== Try it ==
Update the passage on the gender wage gap by rewriting it between "Economists say one-third" and "an astonishing figure.", inclusive. Replace "pay gap" with "earnings gap".

Despite the fact that Congress mandated equal pay for equal work in 1963, the wage gap remained at 60 percent for years. In the 1980s it began to climb again, rising to around 70 percent by 1990. But some 30 years later (the latest available statistics are for 2020), the gap had only nudged up to 83 cents per dollar, according to the U.S. Census Bureau. This is only slightly better than 2015, when the gap was around 80 cents per dollar.

Economists say one-third to one-half of the gender pay gap may be explained by differences in education, experience and the number of hours worked. But the reason for the remainder is a bit of a mystery, although many say it's due to gender discrimination. To put the pay gap in perspective, consider this: In 2019, a typical 25-year-old woman employed full-time earned $5,000 less per year than her male counterpart. If that gap persists until those employees hit age 65, she would have lost out on more than $406,000 compared to the man, an astonishing figure.

== Data items ==
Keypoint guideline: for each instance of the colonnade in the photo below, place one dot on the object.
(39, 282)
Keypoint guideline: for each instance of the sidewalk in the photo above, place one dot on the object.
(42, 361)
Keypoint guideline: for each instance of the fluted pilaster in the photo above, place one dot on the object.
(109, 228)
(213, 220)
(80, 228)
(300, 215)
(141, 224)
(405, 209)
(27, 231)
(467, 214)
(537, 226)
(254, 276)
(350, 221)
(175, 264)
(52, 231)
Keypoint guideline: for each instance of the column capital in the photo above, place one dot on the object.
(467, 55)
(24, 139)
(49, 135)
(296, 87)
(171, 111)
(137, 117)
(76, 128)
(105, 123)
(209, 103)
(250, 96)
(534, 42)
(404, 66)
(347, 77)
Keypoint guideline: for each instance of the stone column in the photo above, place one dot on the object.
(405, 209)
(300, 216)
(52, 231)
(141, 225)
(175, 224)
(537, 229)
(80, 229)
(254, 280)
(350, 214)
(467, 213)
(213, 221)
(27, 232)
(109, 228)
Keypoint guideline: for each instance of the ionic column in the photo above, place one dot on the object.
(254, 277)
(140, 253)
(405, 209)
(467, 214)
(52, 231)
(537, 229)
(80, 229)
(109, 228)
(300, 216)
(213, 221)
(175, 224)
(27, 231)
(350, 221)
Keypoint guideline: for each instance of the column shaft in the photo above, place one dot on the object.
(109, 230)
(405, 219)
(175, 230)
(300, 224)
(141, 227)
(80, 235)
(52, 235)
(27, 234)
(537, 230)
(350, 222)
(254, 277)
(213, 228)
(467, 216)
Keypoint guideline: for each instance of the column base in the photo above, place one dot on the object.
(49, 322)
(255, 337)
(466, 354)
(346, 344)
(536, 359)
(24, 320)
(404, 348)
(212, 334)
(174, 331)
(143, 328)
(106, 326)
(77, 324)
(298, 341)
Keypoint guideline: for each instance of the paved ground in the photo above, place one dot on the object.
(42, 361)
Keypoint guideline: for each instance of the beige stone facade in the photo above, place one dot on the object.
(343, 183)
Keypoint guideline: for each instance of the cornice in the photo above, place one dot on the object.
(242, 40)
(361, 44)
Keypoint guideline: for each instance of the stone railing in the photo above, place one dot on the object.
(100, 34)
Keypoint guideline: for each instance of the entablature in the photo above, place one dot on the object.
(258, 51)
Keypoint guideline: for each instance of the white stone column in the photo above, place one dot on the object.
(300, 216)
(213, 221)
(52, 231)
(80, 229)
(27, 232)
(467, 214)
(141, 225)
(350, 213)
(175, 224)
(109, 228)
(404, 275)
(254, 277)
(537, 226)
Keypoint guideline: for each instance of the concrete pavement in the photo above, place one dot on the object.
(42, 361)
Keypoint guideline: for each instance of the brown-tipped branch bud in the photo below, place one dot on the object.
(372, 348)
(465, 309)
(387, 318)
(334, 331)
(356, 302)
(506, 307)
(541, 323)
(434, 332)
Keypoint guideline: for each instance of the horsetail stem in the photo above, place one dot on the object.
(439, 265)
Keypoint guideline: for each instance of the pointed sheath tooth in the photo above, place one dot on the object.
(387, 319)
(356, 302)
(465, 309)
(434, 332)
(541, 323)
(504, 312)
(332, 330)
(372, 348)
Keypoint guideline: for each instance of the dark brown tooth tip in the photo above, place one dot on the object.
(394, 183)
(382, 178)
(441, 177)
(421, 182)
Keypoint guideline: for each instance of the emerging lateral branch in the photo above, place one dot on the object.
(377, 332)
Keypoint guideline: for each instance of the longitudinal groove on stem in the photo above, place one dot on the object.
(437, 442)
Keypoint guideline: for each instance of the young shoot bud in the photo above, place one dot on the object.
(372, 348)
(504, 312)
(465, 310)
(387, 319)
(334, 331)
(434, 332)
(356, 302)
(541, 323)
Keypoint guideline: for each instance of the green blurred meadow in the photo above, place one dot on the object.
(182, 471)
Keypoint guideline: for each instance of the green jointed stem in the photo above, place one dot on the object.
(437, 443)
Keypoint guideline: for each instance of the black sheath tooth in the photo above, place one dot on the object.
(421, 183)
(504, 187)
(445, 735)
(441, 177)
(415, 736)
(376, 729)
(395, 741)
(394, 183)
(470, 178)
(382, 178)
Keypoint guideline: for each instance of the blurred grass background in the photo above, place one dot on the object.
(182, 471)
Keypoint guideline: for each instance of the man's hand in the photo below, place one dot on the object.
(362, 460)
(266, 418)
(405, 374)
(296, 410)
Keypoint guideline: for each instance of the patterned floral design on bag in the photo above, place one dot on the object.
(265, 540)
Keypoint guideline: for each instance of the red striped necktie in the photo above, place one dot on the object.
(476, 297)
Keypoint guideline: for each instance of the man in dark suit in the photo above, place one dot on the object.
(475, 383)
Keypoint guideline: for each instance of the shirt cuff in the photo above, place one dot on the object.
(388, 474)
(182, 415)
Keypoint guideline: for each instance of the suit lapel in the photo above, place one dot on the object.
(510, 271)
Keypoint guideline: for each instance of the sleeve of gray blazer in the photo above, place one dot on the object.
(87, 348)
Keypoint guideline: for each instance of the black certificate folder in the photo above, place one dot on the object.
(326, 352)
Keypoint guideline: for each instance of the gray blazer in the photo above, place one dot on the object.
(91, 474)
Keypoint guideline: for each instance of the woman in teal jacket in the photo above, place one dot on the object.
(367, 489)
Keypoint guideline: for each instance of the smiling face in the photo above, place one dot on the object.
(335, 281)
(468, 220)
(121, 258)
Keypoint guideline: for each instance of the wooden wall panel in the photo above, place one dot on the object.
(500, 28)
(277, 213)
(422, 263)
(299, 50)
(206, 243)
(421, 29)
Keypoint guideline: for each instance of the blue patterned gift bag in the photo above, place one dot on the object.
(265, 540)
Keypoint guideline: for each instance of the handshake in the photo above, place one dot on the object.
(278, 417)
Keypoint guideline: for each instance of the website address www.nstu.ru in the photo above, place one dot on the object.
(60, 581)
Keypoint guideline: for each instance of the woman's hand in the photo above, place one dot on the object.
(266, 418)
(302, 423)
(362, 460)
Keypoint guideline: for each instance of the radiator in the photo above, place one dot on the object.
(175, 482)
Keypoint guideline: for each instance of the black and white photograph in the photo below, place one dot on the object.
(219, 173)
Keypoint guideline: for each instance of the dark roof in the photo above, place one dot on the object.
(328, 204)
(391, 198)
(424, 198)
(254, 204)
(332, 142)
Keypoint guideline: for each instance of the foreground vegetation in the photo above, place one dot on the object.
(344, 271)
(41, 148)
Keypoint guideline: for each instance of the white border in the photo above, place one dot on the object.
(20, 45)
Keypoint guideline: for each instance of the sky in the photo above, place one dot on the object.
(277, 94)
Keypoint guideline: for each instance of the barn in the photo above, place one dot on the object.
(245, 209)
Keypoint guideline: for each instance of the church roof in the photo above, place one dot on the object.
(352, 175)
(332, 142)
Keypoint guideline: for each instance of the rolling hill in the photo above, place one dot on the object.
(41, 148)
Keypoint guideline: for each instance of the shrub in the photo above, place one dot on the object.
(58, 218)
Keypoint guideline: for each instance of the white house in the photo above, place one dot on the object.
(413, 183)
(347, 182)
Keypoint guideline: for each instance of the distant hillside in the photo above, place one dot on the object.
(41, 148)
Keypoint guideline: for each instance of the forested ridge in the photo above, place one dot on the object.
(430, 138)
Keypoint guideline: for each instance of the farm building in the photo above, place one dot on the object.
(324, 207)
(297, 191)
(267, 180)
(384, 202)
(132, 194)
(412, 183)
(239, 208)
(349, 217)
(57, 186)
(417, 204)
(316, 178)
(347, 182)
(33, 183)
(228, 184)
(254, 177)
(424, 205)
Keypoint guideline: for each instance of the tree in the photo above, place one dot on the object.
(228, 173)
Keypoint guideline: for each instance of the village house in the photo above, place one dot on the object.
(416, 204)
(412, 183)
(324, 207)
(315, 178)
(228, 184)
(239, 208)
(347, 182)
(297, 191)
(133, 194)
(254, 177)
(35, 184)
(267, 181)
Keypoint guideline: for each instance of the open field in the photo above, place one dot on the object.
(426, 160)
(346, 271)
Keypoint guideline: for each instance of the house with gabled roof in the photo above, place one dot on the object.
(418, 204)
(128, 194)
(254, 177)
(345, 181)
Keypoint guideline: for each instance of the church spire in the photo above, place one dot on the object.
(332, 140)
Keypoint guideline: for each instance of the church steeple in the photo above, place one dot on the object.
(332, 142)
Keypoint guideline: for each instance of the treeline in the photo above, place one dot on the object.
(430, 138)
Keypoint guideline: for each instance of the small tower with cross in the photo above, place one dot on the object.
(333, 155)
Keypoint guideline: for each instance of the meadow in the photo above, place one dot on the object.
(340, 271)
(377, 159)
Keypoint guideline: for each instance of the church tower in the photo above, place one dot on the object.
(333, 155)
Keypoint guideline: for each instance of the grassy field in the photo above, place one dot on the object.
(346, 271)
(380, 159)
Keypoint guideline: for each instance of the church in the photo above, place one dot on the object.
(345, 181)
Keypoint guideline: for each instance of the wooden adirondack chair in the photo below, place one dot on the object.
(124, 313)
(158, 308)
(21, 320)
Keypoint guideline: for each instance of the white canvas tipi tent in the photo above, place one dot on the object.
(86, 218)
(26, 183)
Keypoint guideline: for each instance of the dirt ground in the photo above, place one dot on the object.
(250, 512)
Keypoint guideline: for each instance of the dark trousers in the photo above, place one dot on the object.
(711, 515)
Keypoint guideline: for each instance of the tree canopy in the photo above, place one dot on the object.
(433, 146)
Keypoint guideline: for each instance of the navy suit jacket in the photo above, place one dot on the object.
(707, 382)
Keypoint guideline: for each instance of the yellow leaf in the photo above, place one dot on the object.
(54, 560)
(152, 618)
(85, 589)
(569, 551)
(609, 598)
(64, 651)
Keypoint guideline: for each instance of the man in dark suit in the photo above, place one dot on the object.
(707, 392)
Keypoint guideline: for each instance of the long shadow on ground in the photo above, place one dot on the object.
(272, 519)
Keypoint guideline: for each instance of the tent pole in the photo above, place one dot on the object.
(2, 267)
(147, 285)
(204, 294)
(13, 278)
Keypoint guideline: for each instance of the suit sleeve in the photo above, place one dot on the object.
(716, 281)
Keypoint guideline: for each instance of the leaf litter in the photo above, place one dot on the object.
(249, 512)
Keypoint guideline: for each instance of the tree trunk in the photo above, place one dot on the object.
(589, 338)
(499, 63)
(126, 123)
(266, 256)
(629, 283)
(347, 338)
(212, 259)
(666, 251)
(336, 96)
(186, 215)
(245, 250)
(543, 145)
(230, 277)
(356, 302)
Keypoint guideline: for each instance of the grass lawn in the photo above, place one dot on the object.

== Expected answer ==
Economists say one-third to one-half of the gender earnings gap may be explained by differences in education, experience and the number of hours worked. But the reason for the remainder is a bit of a mystery, although many say it's due to gender discrimination. To put the earnings gap in perspective, consider this: In 2019, a typical 25-year-old woman employed full-time earned $5,000 less per year than her male counterpart. If that gap persists until those employees hit age 65, she would have lost out on more than $406,000 compared to the man, an astonishing figure.